### Requirement 1
Reproduce word for word everything in the passage on High Fidelity Pure Audio from "High Fidelity Pure" down to "than on MP3.".
### Requirement 2
According to the passage on High Fidelity Pure Audio, what can these albums be played on?
### Requirement 3
Pick up the passage on High Fidelity Pure Audio after its final sentence and keep writing.

### Selected text
High Fidelity Pure Audio was launched by Universal last year as the new high quality way to listen to albums. You can play these on Blu-ray, so you will need a good speaker set-up to benefit. For those music fans that have lived through all the new-improved formats, the message here is nothing new. Ironically, the increased access to music that downloading has introduced has also come at a price, with the automatic loss of quality, through compression. Only time will tell if this proves to be 2014's CD (which transformed music buying) or MiniDisc (which didn't!).

However Genesis fans are a perfect, slightly geeky, bunch to try this on. Offering superb clarity for one of the band's best loved albums will mean a certain amount of commercial success. And you certainly have a better listening experience than on MP3.

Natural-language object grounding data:
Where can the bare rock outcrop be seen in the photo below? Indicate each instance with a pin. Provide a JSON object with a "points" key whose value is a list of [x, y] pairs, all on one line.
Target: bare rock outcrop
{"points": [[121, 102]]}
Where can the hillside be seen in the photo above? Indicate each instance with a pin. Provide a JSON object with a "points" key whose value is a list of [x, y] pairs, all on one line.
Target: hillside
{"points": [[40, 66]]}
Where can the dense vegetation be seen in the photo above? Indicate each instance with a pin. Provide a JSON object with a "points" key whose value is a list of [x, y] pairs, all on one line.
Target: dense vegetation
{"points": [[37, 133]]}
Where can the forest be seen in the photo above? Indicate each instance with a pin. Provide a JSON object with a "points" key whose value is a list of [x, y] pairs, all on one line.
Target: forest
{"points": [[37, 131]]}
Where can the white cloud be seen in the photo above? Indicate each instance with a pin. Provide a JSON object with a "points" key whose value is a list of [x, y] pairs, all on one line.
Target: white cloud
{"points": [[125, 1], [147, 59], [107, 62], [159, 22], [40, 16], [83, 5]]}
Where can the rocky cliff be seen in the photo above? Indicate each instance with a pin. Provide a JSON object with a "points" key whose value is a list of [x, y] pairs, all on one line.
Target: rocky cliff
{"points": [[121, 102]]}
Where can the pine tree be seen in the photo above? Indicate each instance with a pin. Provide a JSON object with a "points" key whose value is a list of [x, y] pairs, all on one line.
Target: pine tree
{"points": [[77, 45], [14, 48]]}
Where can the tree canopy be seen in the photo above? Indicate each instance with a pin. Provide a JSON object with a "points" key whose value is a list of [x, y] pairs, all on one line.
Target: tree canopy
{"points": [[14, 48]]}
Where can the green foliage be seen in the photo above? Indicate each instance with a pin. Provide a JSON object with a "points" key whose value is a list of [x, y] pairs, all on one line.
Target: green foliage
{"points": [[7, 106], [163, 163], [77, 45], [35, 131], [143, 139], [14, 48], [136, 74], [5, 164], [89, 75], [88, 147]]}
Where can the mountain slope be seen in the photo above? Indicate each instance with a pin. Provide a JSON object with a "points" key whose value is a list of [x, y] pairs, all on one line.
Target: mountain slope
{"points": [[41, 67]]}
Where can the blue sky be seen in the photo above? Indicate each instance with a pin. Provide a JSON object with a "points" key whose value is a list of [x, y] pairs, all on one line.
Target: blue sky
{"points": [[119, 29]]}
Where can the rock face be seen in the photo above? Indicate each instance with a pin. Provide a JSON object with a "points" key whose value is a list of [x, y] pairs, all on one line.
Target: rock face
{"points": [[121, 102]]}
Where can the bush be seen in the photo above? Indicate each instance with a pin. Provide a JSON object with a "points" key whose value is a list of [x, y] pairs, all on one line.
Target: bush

### Task answer 1
High Fidelity Pure Audio was launched by Universal last year as the new high quality way to listen to albums. You can play these on Blu-ray, so you will need a good speaker set-up to benefit. For those music fans that have lived through all the new-improved formats, the message here is nothing new. Ironically, the increased access to music that downloading has introduced has also come at a price, with the automatic loss of quality, through compression. Only time will tell if this proves to be 2014's CD (which transformed music buying) or MiniDisc (which didn't!).

However Genesis fans are a perfect, slightly geeky, bunch to try this on. Offering superb clarity for one of the band's best loved albums will mean a certain amount of commercial success. And you certainly have a better listening experience than on MP3.

### Task answer 2
Blu-ray

### Task answer 3
As for the album itself, it shows Genesis at their folky-prog rock best, highlighting Peter Gabriel's wonderful vocal and the intricate musical structures. The opening track's title - Dancing With The Moonlit Knight - tells you all you need to know. It couldn't be more 1973 if it tried. The excesses and indulgences of the era produced some over-blown, awful albums with wonderful covers. Here there is just the right balance between over-indulgence and musical merit. Firth of Fifth and The Cinema Show are particularly impressive still - and everyone gets a chance to shine across the eight tracks (even Phil Collins gets an early singing credit on More Fool Me).

With Pink Floyd producing Dark Side of the Moon at the same time, this album has been overshadowed over the years - but it deserves its place amongst the exhibits that defend prog-rock's bad image.